-------- Teks Bacaan

Tuesday, February 2, 2016

Filosofi Mengajar Saya (My Teaching Philosophy)

Saya memulai karir di pendidikan sebagai seorang guru fisika honorer di Madrasah Tsanawiyah (Mts.) Al-Huda, Bandung pada tahun 2002. Saat itu, saya mengajar sambil menjadi  mahasiswa Teknik Mesin di Institut Teknologi Bandung (ITB). Hal tersebut berarti sebelumnya saya tidak pernah mempelajari ilmu pendidikan secara formal. Saya hanya mempelajari ilmu pendidikan secara sepotong-sepotong dengan membaca, mengikuti seminar, dan melakukan uji coba. Saya hanya mengajar hanya bermodalkan pengetahuan saya yang pas-pasan mengenai Fisika dan kenekatan belaka.

Sekarang saya tidak mengajar Fisika lagi. Saya mengajar mata kuliah Matematika di level kuliah (kalkulus) . Saya juga mengajar mata-mata kuliah yang terkait dengan ilmu kependidikan (untuk calon guru). Sesekali saya  mengajar bahasa Inggris dan matematika di Komunitas Rumah Mentari, Bandung.  Dalam beberapa kesempatan saya juga menjadi fasilitator untuk beberapa workshop untuk guru.

Dibandingkan dengan tahun 2002, pandangan saya tentang belajar dan mengajar sudah banyak berubah, misalnya terkait teknik mengajar. Dulu saya banyak berceramah. Siswa saya mendengarkan bisa selama 45 menit lamanya. Mereka hanya mencatat, sambil sesekali mengerjakan soal latihan. Sekarang, ketika mengajar, saya jarang sekali berceramah. Kalau saya punya waktu 1 jam 15 menit, misalnya. Saya biasanya paling banyak menghabiskan sekitar 15 menit untuk menjelaskan konsep-konsep mendasar. Sisa waktunya, sering saya gunakan untuk mengajak (maha)siswa mengerjakan tugas kelompok, membahas masalah, bacaan, atau kasus. Lalu, saya akan berkeliling kelas untuk ikut berdiskusi dengan (maha)siswa.

----------------

**Tugas Anda**
Lanjutkan tulisan tentang filosofi mengajar di atas, mulai tepat sesudah kalimat terakhirnya.

-------- Baris Data

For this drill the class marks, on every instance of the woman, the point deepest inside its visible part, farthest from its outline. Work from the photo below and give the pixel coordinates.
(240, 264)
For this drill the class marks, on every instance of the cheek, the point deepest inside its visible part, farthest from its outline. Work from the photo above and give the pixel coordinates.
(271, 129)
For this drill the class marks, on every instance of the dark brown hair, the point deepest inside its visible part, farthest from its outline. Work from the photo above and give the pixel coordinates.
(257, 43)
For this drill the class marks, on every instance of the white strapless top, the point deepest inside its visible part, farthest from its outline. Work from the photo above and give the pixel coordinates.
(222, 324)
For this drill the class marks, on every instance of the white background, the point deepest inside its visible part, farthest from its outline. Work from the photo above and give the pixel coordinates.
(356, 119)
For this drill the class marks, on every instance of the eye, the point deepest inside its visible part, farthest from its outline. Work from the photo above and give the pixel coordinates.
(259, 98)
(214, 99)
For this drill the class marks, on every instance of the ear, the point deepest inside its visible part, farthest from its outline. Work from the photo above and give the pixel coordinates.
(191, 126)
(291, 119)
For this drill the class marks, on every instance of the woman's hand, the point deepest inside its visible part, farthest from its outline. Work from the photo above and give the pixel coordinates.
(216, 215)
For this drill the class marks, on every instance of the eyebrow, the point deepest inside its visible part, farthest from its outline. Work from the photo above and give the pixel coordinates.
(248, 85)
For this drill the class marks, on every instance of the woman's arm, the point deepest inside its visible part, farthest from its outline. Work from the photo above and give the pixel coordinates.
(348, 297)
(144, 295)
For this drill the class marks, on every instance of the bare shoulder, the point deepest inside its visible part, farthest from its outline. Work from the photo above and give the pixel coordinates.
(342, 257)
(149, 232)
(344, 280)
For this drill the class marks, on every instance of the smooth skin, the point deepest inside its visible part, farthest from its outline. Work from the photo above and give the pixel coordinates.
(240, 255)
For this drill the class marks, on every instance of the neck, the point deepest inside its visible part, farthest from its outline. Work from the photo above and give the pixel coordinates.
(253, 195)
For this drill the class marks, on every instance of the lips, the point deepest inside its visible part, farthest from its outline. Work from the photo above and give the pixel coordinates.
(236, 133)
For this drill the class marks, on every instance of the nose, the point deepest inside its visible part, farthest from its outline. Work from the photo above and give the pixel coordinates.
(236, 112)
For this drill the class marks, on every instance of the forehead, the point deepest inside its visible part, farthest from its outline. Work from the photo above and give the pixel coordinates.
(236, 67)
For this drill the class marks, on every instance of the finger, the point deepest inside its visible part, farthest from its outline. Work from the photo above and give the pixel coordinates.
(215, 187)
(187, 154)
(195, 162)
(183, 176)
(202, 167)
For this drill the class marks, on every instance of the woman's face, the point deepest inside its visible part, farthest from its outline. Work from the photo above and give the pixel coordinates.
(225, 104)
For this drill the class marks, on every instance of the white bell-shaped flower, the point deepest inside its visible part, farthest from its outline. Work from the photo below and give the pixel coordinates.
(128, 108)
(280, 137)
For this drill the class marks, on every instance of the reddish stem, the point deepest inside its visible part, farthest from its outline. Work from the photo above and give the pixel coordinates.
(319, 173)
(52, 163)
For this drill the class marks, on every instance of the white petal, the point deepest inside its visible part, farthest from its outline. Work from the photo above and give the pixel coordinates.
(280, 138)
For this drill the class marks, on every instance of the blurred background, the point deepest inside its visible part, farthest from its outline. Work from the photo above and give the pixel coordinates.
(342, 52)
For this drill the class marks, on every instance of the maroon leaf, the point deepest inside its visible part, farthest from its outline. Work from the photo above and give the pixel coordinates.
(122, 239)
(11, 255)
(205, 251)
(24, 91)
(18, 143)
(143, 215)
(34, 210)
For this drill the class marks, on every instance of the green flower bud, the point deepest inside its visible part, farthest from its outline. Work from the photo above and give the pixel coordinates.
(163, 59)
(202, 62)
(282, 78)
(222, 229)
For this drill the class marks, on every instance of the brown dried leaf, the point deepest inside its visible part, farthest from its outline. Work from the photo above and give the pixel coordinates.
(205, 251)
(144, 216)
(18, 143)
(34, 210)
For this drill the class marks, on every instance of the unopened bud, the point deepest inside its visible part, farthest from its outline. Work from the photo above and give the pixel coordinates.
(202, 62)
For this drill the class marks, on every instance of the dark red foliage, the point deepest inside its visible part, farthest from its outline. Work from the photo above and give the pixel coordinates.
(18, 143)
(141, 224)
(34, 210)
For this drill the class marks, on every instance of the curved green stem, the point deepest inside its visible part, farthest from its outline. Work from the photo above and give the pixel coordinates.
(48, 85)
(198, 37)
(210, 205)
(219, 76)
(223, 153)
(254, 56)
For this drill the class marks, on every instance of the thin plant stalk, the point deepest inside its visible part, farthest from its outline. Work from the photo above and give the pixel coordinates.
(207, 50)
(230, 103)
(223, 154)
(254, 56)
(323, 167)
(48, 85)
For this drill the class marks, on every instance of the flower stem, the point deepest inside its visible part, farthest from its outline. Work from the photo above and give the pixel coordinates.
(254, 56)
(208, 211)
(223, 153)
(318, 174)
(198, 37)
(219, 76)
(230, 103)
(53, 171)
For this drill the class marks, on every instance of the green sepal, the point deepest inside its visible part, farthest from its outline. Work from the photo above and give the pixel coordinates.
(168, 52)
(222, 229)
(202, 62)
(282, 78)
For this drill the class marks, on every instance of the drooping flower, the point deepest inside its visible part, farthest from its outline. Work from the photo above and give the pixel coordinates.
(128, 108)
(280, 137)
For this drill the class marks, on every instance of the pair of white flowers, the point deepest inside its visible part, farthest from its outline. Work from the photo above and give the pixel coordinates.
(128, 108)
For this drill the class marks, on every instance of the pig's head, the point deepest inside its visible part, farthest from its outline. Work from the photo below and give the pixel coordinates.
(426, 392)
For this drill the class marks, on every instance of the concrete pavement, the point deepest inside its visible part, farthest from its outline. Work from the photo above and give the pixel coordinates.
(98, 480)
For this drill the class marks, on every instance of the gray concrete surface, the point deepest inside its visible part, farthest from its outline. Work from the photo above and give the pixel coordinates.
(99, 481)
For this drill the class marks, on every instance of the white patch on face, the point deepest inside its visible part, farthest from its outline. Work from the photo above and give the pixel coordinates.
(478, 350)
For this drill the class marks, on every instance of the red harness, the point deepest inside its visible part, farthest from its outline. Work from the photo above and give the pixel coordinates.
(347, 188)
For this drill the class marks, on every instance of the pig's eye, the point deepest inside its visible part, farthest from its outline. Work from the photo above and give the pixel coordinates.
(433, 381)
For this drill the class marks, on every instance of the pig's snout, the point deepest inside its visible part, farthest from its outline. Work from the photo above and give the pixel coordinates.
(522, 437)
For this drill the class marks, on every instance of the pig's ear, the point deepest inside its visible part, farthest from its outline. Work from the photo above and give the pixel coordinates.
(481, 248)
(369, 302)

----------------

**Jawaban**
Namun, seorang  guru tidak bisa bergantung pada teknik semata untuk mengajar. Nilai-nilai yang dipegang oleh guru mempengaruhi pilihan sikapnya di dalam kelas, termasuk cara mengajarnya. Saya punya beberapa nilai dasar terkait belajar-mengajar yang saya percaya, diantaranya :

Setiap orang punya latar belakang pemahaman, pengetahuan, dan pengalaman, yang yang perlu dihargai
Buat saya, yang paling tidak boleh adalah guru yang merasa, lebih berkuasa, lebih tahu segalanya, dan merasa paling benar. Sebagai sesama manusia, saya dan siswa pada dasarnya setara. Sama-sama sedang belajar dan belajar satu sama lain. Dengan  menghargai latar belakang pemahaman, pengetahuan, dan pengalaman siswa maka seorang guru terbuka untuk melakukan dialog yang jujur dan terbuka dengan siswanya, sebagai manusia. Suasana belajar pun akan jadi lebih nyaman. Jauh lebih menyenangkan berada di sebuah kelas di mana tidak seorang pun merasa lebih superior dari lainnya. Semuanya manusia. Pemahaman, pengetahuan, dan pengalamannya, sama-sama berharga.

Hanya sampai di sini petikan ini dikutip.